---- Task data

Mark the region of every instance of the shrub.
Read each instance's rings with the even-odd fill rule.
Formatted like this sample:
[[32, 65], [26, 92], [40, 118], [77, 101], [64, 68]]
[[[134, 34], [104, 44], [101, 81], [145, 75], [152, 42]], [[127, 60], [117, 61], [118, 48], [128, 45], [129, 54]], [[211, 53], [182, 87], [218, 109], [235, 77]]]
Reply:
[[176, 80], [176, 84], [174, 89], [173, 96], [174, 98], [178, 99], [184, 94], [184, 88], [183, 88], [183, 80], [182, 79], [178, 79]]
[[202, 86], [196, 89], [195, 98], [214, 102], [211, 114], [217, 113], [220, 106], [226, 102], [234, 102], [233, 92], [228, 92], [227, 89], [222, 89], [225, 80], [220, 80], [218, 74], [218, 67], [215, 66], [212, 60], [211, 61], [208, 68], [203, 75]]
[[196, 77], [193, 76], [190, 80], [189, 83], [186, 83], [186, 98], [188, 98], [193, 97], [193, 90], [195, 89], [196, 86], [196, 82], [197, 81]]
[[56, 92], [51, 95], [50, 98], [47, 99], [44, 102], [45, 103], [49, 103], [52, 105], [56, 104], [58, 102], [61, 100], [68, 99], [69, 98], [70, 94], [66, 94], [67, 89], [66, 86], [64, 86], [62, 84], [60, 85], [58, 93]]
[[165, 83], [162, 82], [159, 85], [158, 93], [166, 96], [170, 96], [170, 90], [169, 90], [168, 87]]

--------

§ What to produce
Copy out all of the lines above exactly.

§ Answer to the exercise
Mark the region of every instance of the shrub.
Read each instance's rings with the even-odd fill rule.
Formatted like this sample:
[[32, 65], [26, 92], [40, 118], [77, 101], [64, 68]]
[[[134, 34], [104, 44], [101, 81], [145, 75], [152, 42]], [[127, 60], [117, 61], [118, 48], [128, 45], [129, 54]], [[211, 53], [182, 87], [218, 109], [235, 77]]]
Reply:
[[176, 80], [176, 84], [174, 89], [173, 96], [174, 98], [178, 99], [184, 94], [184, 88], [183, 88], [183, 80], [182, 79], [178, 79]]
[[202, 86], [196, 89], [195, 98], [214, 102], [211, 114], [217, 113], [220, 106], [226, 102], [234, 102], [233, 92], [228, 92], [227, 89], [222, 89], [225, 80], [220, 80], [218, 74], [218, 67], [215, 66], [212, 60], [211, 61], [208, 68], [203, 75]]
[[196, 77], [193, 76], [190, 80], [189, 83], [186, 83], [186, 98], [188, 98], [193, 97], [193, 90], [195, 89], [196, 86], [196, 82], [197, 81]]
[[56, 92], [51, 95], [50, 98], [47, 99], [44, 102], [45, 103], [49, 103], [52, 105], [56, 104], [58, 102], [61, 100], [68, 99], [69, 98], [70, 94], [66, 94], [67, 89], [66, 86], [64, 86], [62, 84], [60, 85], [58, 93]]
[[165, 83], [162, 82], [159, 85], [158, 93], [166, 96], [170, 96], [170, 90], [169, 90], [168, 87]]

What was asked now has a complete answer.